Problem description = All lines from the line containing "Might I trouble you for the coordinates of the black and" up to and including the last line of the listing below should be echoed exactly; no other lines belong in the response.

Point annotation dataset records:
[START]
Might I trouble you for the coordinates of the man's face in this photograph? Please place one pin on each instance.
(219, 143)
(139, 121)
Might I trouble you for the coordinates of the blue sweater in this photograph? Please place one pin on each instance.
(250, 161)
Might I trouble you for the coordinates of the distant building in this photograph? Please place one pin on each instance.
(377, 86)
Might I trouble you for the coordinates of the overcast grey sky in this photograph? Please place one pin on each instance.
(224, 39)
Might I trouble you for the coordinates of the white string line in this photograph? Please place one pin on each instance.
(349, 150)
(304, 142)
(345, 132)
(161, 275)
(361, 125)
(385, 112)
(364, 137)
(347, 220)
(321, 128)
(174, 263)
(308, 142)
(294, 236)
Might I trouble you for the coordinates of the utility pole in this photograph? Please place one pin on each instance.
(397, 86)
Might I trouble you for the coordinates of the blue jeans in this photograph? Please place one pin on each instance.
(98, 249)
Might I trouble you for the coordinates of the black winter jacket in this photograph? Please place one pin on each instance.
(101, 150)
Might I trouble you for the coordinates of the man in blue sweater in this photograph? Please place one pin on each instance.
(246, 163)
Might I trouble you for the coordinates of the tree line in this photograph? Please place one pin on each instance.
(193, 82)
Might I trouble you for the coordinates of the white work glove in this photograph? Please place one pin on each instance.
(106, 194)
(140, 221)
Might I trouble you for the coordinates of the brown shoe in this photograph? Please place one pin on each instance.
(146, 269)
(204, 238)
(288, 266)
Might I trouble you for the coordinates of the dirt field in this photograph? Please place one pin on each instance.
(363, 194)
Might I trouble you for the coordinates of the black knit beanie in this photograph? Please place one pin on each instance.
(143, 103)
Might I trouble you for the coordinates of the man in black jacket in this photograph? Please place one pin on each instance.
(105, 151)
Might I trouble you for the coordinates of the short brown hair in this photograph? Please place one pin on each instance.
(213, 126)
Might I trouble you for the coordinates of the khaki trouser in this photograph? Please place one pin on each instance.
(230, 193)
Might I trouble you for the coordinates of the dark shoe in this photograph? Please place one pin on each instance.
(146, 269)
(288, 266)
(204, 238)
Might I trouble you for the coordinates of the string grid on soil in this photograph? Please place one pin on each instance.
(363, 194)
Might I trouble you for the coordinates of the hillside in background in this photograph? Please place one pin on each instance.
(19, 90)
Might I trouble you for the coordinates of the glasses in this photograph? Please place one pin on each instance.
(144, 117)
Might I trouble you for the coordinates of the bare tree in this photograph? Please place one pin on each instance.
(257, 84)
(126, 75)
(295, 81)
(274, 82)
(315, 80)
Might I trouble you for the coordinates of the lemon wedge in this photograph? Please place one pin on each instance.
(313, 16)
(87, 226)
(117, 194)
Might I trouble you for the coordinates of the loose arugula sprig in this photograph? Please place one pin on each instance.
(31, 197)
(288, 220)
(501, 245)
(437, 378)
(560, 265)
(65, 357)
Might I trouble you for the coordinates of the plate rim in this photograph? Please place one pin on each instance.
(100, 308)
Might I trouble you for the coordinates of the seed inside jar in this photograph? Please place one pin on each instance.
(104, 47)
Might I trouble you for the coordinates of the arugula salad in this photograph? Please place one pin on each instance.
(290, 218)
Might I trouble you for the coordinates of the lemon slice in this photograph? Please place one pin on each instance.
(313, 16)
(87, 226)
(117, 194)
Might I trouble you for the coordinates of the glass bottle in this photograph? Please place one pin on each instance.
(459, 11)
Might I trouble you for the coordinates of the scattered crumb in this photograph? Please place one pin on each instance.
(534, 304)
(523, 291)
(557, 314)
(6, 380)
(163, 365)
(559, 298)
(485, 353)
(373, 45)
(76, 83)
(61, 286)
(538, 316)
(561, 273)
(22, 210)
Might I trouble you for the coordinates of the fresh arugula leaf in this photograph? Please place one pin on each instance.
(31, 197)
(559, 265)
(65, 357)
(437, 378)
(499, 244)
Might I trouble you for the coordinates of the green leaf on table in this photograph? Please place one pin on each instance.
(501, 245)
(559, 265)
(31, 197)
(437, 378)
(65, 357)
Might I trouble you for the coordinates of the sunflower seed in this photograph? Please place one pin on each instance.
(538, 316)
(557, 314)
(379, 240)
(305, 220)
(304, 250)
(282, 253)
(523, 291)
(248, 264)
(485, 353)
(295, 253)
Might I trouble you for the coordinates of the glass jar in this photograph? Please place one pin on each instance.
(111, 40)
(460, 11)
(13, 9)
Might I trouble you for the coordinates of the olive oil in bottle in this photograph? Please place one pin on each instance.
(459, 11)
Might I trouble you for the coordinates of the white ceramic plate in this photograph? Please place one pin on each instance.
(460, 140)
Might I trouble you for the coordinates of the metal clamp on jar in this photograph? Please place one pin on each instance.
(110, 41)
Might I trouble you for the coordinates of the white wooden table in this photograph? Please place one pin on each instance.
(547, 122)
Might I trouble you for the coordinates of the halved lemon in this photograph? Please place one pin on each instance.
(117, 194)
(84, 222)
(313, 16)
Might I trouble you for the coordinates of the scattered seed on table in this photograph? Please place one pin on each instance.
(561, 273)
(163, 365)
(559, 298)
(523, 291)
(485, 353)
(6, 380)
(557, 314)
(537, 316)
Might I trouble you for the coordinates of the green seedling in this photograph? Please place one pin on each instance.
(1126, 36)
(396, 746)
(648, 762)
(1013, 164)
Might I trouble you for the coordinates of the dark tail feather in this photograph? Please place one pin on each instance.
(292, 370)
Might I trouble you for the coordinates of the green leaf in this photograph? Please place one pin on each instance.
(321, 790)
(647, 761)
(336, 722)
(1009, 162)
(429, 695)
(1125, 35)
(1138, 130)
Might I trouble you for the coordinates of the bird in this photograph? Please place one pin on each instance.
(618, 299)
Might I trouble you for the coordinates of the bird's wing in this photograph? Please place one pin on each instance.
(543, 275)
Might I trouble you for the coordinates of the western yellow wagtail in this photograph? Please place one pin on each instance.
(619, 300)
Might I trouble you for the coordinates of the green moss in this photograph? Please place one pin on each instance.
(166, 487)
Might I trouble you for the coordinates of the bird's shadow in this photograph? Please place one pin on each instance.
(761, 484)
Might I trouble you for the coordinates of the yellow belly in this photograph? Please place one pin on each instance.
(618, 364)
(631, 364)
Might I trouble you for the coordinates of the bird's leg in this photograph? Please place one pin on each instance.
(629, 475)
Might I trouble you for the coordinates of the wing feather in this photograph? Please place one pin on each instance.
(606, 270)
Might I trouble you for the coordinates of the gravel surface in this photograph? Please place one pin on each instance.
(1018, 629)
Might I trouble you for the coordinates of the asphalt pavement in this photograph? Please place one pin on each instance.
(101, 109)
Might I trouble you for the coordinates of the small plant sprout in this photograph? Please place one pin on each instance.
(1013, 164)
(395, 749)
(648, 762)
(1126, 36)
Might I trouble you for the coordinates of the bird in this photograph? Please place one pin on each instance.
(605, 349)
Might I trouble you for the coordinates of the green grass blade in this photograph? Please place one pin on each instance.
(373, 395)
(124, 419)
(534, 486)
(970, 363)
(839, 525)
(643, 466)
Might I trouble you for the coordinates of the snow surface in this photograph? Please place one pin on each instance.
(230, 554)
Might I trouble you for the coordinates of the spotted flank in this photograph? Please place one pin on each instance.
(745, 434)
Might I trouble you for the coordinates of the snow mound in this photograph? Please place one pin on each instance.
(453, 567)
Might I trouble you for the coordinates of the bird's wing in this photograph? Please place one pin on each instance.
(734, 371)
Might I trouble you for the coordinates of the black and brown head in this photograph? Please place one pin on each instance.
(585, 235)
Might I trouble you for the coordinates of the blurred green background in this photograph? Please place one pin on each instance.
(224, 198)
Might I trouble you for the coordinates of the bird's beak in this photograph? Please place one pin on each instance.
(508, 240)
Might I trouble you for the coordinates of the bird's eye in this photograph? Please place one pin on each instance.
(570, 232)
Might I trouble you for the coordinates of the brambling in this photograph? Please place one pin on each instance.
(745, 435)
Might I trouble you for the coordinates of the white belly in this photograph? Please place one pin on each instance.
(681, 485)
[END]
Answer to this exercise =
Might I trouble you for the coordinates of the black and brown head in this photograph? Please place one pin on each instance.
(585, 235)
Might I trouble you for the coordinates of the blurred green background in this photograph? Please place one pin on each instance.
(224, 198)
Might I trouble you for the coordinates of the bird's beak in this photograph? Please place one pin on each instance.
(508, 240)
Might I trouble you for the coordinates of the bird's eye in this photograph? Please place one pin on each instance.
(570, 232)
Might I trouble you for the coordinates of the brambling in this photograph? Please place one pin on each instance.
(745, 435)
Might I trouble you for the coordinates of the white belly in this photograph? Please place one pin on each instance.
(681, 485)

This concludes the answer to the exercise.